* **TASK GOAL**
Where the word "iron" occurs in a line of the data, return the whole line.

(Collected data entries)
↓↓↓

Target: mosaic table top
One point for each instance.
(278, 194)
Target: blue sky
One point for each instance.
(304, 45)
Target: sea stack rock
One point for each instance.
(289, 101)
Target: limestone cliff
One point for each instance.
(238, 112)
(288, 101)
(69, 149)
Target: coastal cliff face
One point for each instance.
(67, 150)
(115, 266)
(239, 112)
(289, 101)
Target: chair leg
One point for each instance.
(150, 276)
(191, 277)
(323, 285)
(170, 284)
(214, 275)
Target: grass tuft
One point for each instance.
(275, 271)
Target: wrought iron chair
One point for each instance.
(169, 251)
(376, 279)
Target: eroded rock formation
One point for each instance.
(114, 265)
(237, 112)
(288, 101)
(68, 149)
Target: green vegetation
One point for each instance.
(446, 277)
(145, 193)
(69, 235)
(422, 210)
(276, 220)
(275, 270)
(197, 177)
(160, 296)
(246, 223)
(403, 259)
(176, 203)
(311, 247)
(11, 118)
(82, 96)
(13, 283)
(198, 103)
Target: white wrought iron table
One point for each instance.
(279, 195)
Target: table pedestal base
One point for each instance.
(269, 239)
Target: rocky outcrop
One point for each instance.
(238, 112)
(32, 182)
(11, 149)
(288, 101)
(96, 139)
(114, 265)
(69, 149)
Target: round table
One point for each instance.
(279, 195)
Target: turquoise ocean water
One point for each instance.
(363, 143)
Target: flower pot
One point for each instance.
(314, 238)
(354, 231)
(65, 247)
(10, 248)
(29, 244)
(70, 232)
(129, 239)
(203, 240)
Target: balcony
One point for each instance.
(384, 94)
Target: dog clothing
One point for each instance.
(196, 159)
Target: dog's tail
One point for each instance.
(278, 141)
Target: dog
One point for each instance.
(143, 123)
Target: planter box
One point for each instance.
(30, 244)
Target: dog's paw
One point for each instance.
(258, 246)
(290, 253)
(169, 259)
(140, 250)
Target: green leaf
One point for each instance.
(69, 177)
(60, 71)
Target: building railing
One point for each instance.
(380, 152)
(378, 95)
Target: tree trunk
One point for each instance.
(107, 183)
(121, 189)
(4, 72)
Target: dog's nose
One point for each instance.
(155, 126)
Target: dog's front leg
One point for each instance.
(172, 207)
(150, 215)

↑↑↑

* **ANSWER BELOW**
Target: wrought iron chair
Target: white wrought iron table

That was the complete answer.